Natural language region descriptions

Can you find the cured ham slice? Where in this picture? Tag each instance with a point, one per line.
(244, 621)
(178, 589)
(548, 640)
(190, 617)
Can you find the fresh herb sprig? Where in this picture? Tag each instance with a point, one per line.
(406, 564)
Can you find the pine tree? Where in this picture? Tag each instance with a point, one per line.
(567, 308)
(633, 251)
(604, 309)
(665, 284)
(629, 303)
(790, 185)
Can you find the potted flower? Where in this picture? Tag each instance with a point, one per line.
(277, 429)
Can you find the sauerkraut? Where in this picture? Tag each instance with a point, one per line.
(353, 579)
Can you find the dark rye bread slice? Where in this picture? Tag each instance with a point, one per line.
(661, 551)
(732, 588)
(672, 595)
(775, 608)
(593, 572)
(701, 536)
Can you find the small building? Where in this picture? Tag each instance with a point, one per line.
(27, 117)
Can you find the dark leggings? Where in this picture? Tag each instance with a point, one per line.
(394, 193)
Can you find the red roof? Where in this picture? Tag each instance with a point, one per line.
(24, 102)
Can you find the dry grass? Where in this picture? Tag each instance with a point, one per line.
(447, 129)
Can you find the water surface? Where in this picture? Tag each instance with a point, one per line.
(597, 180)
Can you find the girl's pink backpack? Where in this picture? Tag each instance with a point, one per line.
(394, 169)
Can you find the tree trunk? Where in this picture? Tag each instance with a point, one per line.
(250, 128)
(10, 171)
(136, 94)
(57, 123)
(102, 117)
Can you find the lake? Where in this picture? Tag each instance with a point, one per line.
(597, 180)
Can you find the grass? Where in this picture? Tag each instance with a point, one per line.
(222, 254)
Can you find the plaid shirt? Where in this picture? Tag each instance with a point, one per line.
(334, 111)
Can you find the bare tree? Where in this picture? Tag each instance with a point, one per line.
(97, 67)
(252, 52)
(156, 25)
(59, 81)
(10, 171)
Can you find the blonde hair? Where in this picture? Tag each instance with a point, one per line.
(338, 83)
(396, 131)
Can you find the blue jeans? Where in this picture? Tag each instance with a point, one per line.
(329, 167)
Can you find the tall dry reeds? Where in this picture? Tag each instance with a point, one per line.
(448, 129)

*Assignment*. Transcribe exactly, and only, the lines from the one with "Can you find the tall" through the last line of the data.

*Exercise answer*.
Can you find the tall dry reeds? Where in this picture? Tag each instance with a point, one per line.
(448, 129)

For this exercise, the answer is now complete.